## Task brief
Extend the letter disputing the reported statistics on Medical Assistance in Dying, beginning immediately after its final sentence.

*Caitlin Lees is a member of the Canadian Society of Palliative Care Physicians and the Canadian Association of MAID Assessors and Providers. Julie Campbell is board member of the Canadian Association of MAID Assessors and Providers and a member of the clinical advisory committee for Dying with Dignity Canada.
All articles published in DPG Open Access journals
This article is distributed under the terms of the Creative Commons Attribution-NonCommercial 4.0 International (CC BY-NC 4.0)(https://creativecommons.org/licenses/by-nc/4.0/).
Dear Dr. Douketis,
Drs. Whitelaw and colleagues have unfortunately misrepresented statistics from the First Annual Report on Medical Assistance in Dying in Canada.1 The most cited reasons for intolerable suffering resulting in a request for MAID are loss of ability to engage in meaningful life activities (82.1%) and to perform activities of daily living (78.1%), not, as noted in the text, inadequate pain or symptom control.1
Further, the authors indicate that 10.2% of patients were without disability supports. In fact, of those who required disability supports, just 3.9% did not receive them, with 6.3% listed as ‘unknown.’1 It appears the authors may have conflated missing with known data to strengthen their argument.

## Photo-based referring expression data
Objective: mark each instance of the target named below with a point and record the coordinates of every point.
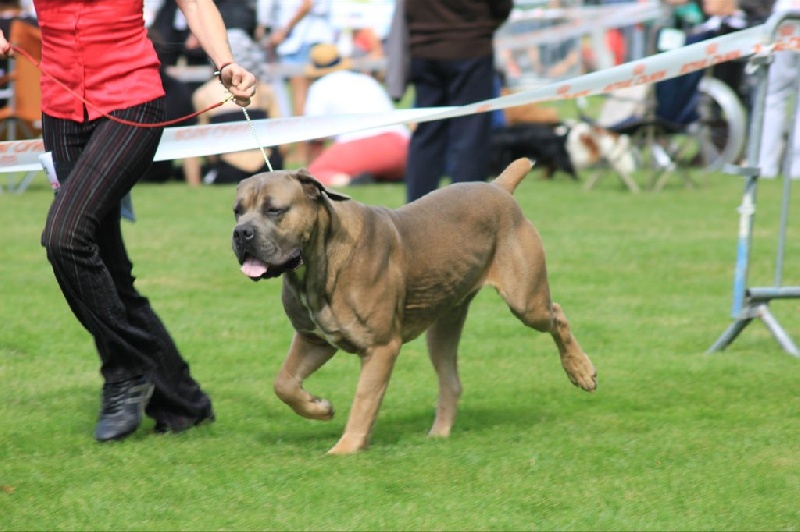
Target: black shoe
(123, 407)
(183, 424)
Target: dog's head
(588, 144)
(276, 213)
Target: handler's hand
(5, 46)
(240, 82)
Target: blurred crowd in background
(275, 40)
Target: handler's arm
(207, 25)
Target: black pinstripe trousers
(98, 162)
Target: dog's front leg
(306, 355)
(376, 368)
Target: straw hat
(325, 58)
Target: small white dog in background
(589, 145)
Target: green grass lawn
(674, 439)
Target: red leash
(35, 63)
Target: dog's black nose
(244, 233)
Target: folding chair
(21, 118)
(693, 121)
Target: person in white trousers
(782, 83)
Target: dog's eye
(274, 211)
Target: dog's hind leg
(442, 339)
(305, 357)
(520, 276)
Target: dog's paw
(319, 409)
(581, 373)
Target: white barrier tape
(182, 142)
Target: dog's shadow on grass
(394, 428)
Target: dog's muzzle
(246, 250)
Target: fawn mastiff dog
(368, 279)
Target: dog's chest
(325, 323)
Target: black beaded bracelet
(218, 72)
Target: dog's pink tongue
(254, 268)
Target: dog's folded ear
(314, 189)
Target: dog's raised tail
(513, 174)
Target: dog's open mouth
(256, 269)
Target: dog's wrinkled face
(275, 215)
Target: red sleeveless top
(100, 50)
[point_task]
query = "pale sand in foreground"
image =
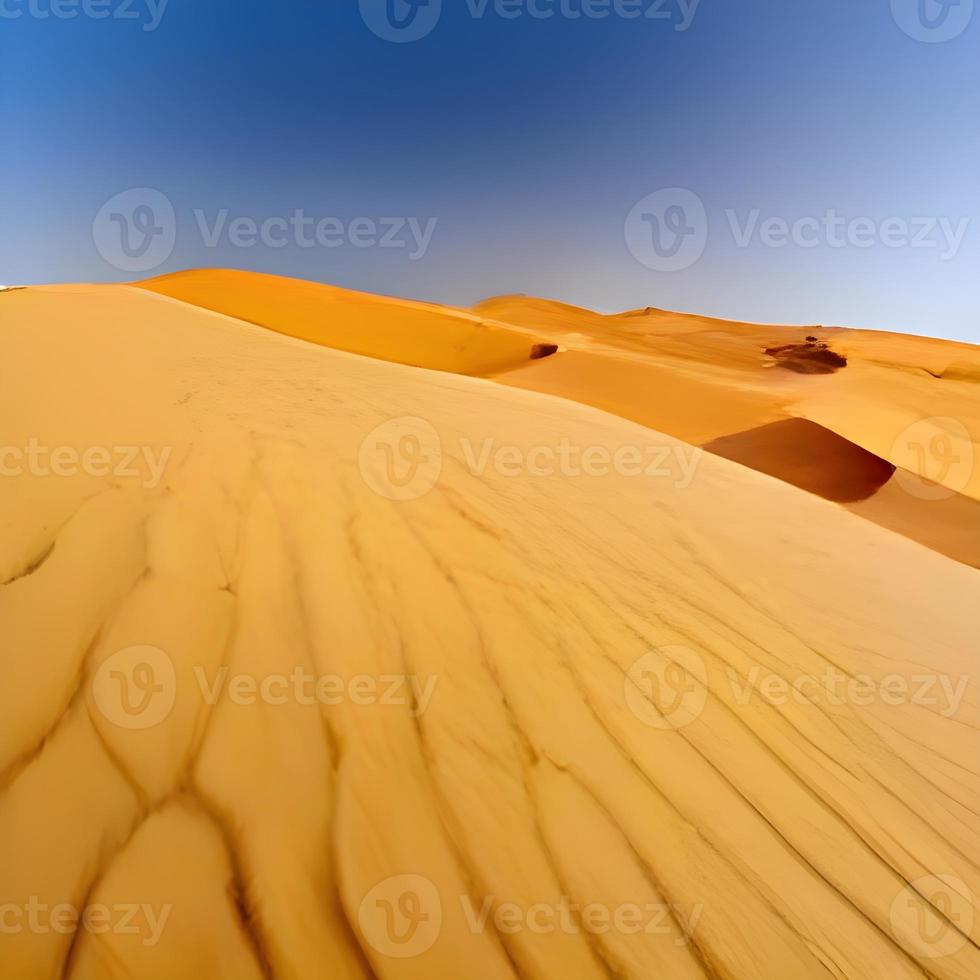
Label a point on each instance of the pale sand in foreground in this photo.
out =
(782, 837)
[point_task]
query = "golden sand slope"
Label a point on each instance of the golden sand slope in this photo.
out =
(902, 403)
(421, 334)
(598, 659)
(912, 402)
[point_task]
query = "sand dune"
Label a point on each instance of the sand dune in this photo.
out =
(421, 334)
(860, 402)
(549, 732)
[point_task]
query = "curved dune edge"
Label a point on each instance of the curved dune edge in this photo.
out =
(419, 334)
(759, 837)
(705, 381)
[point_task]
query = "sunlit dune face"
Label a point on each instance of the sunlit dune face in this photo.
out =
(325, 664)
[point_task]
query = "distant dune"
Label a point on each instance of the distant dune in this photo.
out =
(665, 716)
(420, 334)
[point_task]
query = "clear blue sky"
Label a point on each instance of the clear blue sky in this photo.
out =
(528, 139)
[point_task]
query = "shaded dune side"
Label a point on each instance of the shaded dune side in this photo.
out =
(808, 456)
(406, 332)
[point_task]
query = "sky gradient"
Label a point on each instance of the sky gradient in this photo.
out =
(782, 161)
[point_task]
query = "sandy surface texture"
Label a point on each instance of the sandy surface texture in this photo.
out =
(318, 664)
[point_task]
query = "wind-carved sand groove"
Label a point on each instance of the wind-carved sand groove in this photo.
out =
(792, 840)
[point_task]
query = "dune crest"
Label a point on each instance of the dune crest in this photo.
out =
(406, 332)
(635, 697)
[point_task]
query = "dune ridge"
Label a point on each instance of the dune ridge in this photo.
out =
(713, 383)
(596, 731)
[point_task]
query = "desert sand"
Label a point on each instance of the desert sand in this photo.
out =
(596, 702)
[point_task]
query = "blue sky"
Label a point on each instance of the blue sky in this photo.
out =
(784, 161)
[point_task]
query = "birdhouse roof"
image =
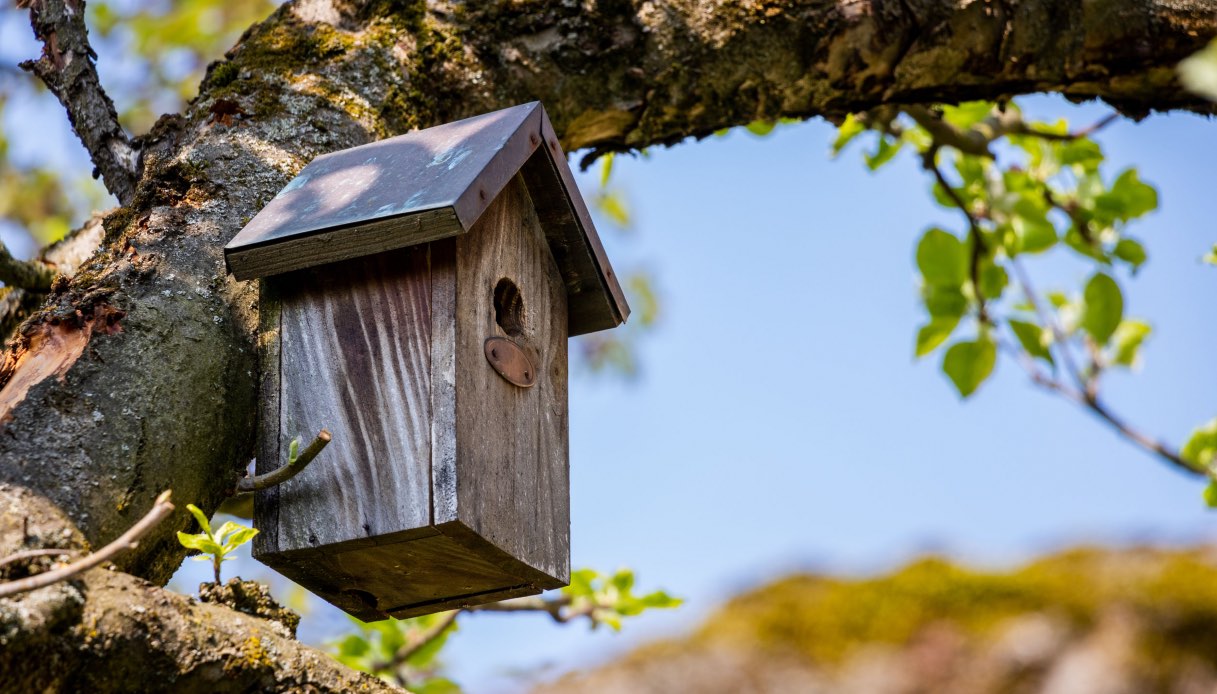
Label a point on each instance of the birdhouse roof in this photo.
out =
(428, 185)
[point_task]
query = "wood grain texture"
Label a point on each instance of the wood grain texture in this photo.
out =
(511, 443)
(265, 503)
(355, 342)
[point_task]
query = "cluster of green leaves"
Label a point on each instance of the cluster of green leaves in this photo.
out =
(374, 648)
(407, 651)
(1044, 191)
(216, 547)
(1026, 189)
(606, 599)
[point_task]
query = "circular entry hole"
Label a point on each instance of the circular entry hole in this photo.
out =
(509, 307)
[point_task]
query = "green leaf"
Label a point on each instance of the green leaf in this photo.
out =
(850, 128)
(1211, 494)
(1131, 251)
(1200, 451)
(240, 537)
(1082, 151)
(1126, 341)
(1127, 199)
(945, 301)
(969, 363)
(993, 280)
(660, 600)
(884, 152)
(1030, 222)
(201, 518)
(968, 113)
(761, 128)
(934, 334)
(1033, 339)
(191, 541)
(605, 169)
(1104, 307)
(941, 258)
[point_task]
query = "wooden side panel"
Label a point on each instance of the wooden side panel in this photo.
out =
(265, 503)
(443, 381)
(355, 358)
(511, 442)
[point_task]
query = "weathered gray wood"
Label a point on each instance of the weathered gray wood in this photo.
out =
(355, 342)
(443, 381)
(511, 442)
(340, 245)
(428, 185)
(265, 503)
(444, 485)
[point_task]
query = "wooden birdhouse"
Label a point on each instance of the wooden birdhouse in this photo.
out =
(416, 300)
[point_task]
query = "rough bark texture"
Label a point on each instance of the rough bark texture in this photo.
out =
(66, 67)
(139, 374)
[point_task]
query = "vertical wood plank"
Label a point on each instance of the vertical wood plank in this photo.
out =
(443, 381)
(511, 442)
(265, 503)
(355, 358)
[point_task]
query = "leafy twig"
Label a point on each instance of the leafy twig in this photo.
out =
(129, 539)
(295, 465)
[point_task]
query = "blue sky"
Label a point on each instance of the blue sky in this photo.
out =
(780, 421)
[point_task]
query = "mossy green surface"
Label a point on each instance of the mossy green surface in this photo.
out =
(825, 619)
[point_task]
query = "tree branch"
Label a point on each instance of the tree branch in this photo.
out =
(67, 68)
(129, 539)
(284, 473)
(31, 275)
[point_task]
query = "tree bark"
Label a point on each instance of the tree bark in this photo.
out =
(139, 374)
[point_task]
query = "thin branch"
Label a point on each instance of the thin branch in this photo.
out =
(32, 554)
(929, 161)
(419, 641)
(1059, 339)
(129, 539)
(68, 71)
(31, 275)
(1086, 395)
(281, 474)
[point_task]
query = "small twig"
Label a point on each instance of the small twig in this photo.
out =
(69, 73)
(32, 554)
(129, 539)
(284, 473)
(419, 641)
(1089, 399)
(1059, 339)
(974, 228)
(31, 275)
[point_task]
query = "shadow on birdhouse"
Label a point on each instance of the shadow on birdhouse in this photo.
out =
(416, 300)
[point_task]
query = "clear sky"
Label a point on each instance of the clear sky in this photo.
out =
(780, 421)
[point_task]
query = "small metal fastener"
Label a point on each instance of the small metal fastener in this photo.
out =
(510, 361)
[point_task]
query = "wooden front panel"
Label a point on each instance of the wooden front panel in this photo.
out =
(511, 442)
(355, 358)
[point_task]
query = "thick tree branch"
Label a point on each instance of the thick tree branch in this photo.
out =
(67, 68)
(129, 539)
(31, 275)
(111, 632)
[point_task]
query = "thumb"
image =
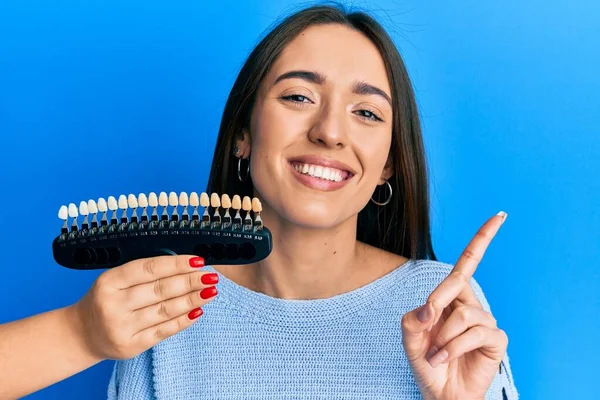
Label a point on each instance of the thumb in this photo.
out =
(416, 325)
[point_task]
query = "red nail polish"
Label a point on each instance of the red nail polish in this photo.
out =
(195, 313)
(210, 279)
(208, 292)
(196, 262)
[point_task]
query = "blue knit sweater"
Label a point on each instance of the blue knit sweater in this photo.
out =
(248, 345)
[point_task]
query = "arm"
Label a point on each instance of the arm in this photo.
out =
(46, 348)
(127, 310)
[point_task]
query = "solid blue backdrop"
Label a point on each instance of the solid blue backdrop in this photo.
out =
(104, 98)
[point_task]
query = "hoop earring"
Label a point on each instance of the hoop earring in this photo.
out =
(386, 200)
(240, 170)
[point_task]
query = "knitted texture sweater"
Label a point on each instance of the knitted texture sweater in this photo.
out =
(248, 345)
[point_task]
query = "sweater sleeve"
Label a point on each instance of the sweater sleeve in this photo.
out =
(503, 386)
(132, 378)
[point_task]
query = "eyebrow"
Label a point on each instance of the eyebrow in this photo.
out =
(358, 87)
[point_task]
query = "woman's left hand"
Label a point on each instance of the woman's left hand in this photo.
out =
(453, 345)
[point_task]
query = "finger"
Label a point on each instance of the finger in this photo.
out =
(492, 342)
(459, 278)
(154, 334)
(460, 320)
(152, 268)
(414, 327)
(170, 287)
(448, 289)
(473, 253)
(169, 309)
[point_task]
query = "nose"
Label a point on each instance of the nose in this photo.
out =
(329, 129)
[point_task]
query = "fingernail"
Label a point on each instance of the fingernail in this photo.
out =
(432, 350)
(438, 358)
(195, 313)
(424, 313)
(196, 262)
(208, 292)
(503, 215)
(210, 279)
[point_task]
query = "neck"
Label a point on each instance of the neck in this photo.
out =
(307, 263)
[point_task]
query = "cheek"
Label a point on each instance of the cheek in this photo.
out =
(372, 151)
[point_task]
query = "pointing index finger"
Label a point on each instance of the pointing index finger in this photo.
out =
(456, 284)
(473, 253)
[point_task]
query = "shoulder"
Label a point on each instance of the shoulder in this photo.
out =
(132, 378)
(421, 276)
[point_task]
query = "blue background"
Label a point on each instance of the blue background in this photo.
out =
(103, 98)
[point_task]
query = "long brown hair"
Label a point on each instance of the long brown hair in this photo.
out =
(402, 226)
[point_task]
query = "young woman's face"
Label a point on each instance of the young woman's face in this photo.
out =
(321, 128)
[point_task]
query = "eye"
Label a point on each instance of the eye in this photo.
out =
(296, 98)
(368, 115)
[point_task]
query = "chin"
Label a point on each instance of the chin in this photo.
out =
(313, 215)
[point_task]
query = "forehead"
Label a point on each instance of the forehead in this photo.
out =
(342, 54)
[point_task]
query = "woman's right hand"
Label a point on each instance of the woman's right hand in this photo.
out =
(132, 307)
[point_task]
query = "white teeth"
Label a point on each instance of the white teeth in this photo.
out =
(83, 210)
(73, 210)
(63, 213)
(92, 206)
(123, 202)
(102, 207)
(319, 171)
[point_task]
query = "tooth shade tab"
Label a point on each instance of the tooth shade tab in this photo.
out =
(102, 207)
(142, 200)
(112, 203)
(318, 171)
(215, 201)
(152, 200)
(73, 210)
(183, 199)
(225, 201)
(173, 200)
(194, 200)
(123, 202)
(83, 210)
(92, 208)
(63, 213)
(236, 204)
(246, 204)
(204, 200)
(256, 205)
(132, 201)
(163, 200)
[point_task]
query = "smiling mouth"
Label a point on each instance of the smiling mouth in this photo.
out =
(321, 172)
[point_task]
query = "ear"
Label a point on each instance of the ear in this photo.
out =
(388, 170)
(244, 142)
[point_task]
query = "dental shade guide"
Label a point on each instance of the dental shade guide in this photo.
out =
(216, 236)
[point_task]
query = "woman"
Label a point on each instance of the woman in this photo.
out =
(322, 126)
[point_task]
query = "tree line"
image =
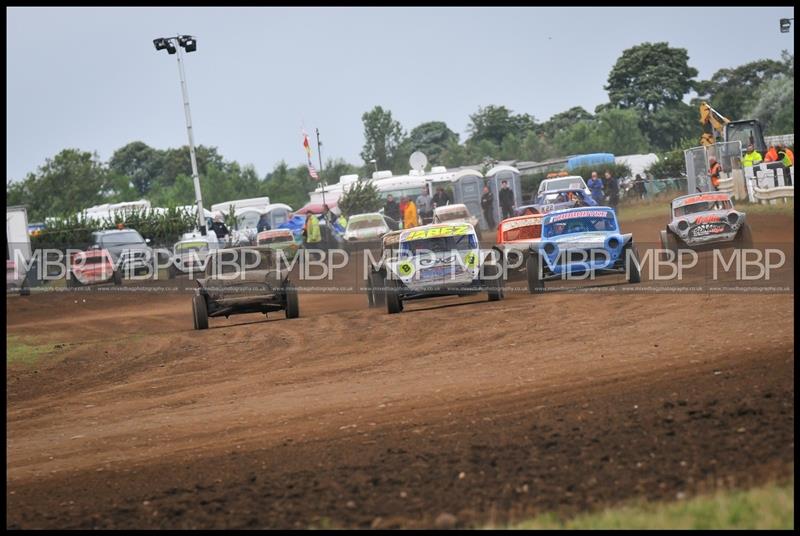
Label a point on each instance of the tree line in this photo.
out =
(645, 112)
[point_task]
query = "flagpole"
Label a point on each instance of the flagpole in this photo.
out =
(321, 180)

## Written response
Lastly, statistics regarding palliative care were inaccurate. It is not 16% of people who received palliative care for the first time less than two weeks before they chose to die, but 19.3%. Likewise, it is not 18% of patients who did not receive any palliative care prior to receiving MAID, but 16.2%. Importantly, of those 16.2%, 89.6% of them had access to palliative care but chose not to engage with the service.1 This last omitted statistic is certainly in keeping with our clinical experience, which is that some patients who opt for MAID are either already receiving excellent primary palliative care from a family physician or other healthcare provider, or simply have no interest in the service as MAID is their preferred mode of death.
While we do agree with the need to ensure high quality, equitable, and accessible healthcare and social supports for all, we fundamentally disagree with the overly paternalistic argument that the focus should be “improved services rather than further expanding MAID.” MAID and healthcare are not antithetical, rather, co-exist, such that an individual patient, vulnerable or not, is able to exercise their autonomy with regards to living and dying.
Sincerely,
Julie Campbell MBA, MN, NP(PHC)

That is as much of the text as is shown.